-- Start Provided records --

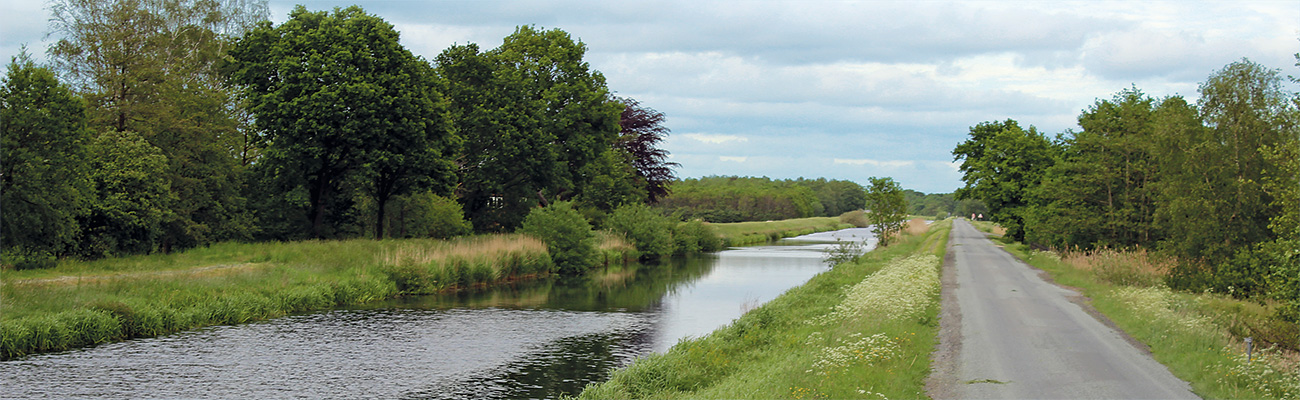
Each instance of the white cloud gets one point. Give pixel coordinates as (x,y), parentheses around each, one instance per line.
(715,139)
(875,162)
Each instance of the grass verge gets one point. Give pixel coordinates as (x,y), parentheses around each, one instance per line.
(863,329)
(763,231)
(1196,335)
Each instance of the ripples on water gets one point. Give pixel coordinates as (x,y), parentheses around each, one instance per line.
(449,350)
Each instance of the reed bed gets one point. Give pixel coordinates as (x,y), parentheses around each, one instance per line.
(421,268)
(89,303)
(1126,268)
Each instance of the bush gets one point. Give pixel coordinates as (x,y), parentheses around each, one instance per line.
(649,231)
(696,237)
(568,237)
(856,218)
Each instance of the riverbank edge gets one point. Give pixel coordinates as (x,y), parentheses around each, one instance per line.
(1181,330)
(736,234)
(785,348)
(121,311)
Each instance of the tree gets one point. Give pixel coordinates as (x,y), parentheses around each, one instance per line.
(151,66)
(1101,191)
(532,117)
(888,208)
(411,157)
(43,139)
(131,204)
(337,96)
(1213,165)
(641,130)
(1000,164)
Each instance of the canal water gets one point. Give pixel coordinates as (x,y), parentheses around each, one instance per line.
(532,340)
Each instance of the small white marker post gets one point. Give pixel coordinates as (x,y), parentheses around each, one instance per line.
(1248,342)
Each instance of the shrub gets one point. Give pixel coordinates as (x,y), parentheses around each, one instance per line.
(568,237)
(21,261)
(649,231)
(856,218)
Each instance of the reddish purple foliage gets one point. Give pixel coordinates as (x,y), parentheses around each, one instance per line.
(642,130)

-- End Provided records --
-- Start Provided records --

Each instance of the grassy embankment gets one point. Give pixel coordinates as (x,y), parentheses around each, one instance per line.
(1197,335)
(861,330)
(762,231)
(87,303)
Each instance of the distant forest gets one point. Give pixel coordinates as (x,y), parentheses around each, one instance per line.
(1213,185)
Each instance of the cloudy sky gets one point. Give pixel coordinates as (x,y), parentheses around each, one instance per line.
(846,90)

-- End Provided records --

Extract each line from the rows above that contains the word "white", and copy each such line in full.

Written answer —
Each instance of the white cloud gets one point. Give pixel coordinates as (x,y), parentheses around each, one instance per line.
Each instance of the small white marker post gets one point. Give pixel coordinates as (x,y), parentheses around each, one instance per line.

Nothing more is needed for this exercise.